— begin Text passage —

Jane Campion on Why She Went Back to the Lake

Top Of The Lake: China Girl’s Jane Campion talks to film magazine Screen Daily about the importance of telling stories from a female point of view.

“Motherhood is a very underwritten topic, especially in those hidden areas of miscarriage and pain and agony,” Wellington-born Campion, 64, says. “Women know more about it, basically, but because women are not on the whole providing the material or deciding what’s going to get shown, we don’t get enough of it.”

The theme of motherhood in all its guises weaves its way through Campion’s six-part crime series Top Of The Lake: China Girl. The story picks up four years on from the first series, which was nominated for eight Primetime Emmys, winning for outstanding cinematography.

Looking ahead, Campion does not discount a third series of Top Of The Lake. “I am not thinking of doing it right now but I do sometimes think in my mind about it. I really loved doing these two series and I do think with television, I took the freedom that was offered me and I never thought, ‘What are the reviewers going to say? What are the audiences going to say?’ like you would with a film. And we were really lucky with an audience finding us.”

— end Text passage —

Task description:
Answer these questions using the article about Jane Campion above.
1. Which magazine did Campion talk to?
2. How many parts does Top Of The Lake: China Girl have?
3. For how many Primetime Emmys was the first series nominated?

— begin Record list —

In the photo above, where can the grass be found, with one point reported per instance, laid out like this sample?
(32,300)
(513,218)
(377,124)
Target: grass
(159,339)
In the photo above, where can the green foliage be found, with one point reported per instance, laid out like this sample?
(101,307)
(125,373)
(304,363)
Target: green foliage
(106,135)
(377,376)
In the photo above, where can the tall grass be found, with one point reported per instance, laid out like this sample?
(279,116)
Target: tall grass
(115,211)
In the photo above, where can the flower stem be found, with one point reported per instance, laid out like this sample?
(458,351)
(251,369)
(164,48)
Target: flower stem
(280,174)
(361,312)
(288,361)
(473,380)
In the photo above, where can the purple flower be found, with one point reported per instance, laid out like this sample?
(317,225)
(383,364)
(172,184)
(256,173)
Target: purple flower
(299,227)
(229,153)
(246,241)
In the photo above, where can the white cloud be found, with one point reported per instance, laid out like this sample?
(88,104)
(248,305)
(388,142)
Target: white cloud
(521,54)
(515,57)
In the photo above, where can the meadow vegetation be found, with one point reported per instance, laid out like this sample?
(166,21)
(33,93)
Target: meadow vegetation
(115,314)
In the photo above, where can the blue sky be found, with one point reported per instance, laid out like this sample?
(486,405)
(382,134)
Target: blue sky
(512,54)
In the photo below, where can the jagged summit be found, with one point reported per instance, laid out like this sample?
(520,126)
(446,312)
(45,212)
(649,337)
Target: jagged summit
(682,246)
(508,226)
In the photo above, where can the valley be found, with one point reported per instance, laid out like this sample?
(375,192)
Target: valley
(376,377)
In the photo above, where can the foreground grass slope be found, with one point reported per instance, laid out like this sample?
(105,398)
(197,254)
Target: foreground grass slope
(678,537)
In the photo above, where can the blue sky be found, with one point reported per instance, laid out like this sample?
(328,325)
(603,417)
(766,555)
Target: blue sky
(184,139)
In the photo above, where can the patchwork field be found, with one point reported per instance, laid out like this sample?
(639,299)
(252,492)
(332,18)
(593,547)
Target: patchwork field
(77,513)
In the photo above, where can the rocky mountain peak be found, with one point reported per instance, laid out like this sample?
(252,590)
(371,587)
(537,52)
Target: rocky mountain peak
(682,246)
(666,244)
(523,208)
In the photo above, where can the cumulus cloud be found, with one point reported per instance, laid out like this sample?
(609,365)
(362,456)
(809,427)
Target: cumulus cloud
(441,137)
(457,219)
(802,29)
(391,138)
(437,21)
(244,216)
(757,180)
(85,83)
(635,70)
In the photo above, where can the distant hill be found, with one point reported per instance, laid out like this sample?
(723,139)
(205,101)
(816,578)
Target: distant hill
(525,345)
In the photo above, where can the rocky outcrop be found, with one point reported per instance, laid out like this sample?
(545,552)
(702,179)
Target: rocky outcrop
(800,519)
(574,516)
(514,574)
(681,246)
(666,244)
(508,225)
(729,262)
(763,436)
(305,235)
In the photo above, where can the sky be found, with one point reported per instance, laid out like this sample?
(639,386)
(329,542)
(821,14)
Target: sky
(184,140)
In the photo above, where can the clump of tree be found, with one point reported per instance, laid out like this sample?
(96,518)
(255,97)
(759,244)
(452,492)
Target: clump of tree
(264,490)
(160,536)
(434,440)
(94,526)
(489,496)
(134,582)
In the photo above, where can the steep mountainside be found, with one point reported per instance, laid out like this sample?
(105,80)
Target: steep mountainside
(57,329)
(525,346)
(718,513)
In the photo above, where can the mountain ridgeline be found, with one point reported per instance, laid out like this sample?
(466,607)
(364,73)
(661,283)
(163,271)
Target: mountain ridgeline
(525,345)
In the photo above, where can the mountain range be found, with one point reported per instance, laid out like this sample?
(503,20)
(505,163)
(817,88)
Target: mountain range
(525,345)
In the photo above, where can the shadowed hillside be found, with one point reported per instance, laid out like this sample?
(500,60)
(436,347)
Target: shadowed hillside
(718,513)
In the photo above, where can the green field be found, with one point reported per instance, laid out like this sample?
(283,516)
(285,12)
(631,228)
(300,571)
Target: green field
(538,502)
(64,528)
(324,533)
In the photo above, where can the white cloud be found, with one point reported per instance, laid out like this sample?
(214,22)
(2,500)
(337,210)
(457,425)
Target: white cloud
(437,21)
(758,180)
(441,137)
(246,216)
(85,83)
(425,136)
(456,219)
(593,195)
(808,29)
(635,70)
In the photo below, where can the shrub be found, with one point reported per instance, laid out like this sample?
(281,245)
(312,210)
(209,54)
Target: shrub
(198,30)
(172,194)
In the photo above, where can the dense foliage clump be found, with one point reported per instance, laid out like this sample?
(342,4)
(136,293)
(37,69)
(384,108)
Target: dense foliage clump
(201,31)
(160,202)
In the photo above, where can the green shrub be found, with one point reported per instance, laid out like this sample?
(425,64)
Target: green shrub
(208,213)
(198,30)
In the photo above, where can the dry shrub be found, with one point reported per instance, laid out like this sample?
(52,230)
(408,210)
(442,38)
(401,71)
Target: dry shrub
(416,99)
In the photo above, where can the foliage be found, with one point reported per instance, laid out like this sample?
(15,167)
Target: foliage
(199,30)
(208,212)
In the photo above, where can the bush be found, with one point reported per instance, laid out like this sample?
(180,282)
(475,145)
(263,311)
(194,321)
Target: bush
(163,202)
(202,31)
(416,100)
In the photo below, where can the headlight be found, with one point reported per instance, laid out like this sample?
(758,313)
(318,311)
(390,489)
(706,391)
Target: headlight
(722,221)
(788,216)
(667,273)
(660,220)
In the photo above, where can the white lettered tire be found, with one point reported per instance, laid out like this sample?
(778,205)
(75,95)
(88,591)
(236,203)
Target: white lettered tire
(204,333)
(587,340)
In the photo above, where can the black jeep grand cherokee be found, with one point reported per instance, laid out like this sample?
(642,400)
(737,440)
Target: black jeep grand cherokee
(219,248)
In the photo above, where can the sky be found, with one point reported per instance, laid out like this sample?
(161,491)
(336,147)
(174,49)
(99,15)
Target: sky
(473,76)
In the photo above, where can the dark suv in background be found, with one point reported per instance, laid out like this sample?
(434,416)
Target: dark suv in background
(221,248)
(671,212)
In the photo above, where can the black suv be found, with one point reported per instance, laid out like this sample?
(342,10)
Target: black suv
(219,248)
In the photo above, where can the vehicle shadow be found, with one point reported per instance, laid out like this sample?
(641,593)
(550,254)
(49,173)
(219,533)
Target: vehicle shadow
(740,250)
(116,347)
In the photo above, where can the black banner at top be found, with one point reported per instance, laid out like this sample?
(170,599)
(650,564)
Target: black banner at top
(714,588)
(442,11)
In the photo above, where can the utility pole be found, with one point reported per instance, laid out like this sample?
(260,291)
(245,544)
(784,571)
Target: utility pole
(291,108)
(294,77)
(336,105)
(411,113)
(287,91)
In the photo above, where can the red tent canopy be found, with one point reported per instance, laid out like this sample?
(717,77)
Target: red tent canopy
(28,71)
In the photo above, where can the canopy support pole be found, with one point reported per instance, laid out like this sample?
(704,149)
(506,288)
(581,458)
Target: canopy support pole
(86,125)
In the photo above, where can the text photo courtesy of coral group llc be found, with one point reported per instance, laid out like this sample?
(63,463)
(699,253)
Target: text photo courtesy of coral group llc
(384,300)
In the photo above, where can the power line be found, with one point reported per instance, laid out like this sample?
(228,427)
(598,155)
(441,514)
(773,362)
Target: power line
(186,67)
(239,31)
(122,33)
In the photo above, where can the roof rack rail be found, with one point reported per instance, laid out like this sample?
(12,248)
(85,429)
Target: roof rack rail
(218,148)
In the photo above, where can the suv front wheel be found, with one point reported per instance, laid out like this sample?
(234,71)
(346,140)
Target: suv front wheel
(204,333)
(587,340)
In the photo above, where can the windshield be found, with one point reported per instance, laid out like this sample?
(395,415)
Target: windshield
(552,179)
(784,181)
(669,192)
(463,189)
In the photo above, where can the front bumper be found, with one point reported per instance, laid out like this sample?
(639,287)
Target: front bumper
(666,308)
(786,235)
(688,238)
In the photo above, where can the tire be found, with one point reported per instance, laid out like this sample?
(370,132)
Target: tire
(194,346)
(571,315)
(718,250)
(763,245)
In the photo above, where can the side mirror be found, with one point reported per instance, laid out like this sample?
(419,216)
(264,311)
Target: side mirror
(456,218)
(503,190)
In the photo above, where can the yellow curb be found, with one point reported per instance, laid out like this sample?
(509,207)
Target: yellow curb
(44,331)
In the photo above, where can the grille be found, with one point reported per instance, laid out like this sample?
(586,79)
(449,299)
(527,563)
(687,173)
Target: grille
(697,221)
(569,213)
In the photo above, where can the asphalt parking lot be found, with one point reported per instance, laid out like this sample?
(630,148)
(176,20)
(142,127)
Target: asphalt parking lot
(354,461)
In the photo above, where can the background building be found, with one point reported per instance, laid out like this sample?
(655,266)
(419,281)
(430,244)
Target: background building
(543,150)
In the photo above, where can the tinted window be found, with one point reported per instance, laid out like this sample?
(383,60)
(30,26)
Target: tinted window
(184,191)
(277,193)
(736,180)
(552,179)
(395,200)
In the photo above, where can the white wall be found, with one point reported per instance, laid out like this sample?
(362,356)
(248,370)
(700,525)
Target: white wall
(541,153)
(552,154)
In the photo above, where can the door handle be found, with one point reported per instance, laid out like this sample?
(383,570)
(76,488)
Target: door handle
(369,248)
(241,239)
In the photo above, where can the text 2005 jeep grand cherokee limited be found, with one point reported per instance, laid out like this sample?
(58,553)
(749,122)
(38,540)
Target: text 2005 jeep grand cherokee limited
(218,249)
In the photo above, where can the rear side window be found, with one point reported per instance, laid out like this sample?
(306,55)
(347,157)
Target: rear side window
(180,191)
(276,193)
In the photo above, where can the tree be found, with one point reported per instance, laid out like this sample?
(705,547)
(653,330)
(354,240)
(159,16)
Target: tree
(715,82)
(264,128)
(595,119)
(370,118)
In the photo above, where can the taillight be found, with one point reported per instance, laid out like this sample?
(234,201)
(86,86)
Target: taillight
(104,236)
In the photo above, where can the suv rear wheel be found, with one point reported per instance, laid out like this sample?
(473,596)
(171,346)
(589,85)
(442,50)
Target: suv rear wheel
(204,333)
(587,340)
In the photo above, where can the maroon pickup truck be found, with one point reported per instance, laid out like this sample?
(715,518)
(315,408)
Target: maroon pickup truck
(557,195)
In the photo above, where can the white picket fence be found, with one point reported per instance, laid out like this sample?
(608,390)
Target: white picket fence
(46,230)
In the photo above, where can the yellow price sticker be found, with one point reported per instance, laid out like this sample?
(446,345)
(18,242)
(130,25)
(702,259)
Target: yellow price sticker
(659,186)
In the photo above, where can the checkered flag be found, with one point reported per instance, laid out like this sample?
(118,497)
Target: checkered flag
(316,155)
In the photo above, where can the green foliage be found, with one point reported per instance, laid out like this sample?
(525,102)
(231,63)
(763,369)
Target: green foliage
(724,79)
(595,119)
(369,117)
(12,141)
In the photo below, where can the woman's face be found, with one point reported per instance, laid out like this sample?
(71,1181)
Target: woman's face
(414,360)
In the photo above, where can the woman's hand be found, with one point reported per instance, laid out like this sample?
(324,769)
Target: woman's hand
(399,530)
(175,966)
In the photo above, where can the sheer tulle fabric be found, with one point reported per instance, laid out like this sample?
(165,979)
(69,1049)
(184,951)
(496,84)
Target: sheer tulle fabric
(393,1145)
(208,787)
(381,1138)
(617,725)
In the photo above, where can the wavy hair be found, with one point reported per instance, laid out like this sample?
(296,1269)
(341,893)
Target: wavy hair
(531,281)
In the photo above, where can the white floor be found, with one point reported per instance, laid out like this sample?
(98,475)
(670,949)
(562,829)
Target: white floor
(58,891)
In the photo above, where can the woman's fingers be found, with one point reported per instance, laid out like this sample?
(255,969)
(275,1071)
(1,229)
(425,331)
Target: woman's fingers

— end Record list —

Result of the exercise:
1. Screen Daily
2. Six
3. Eight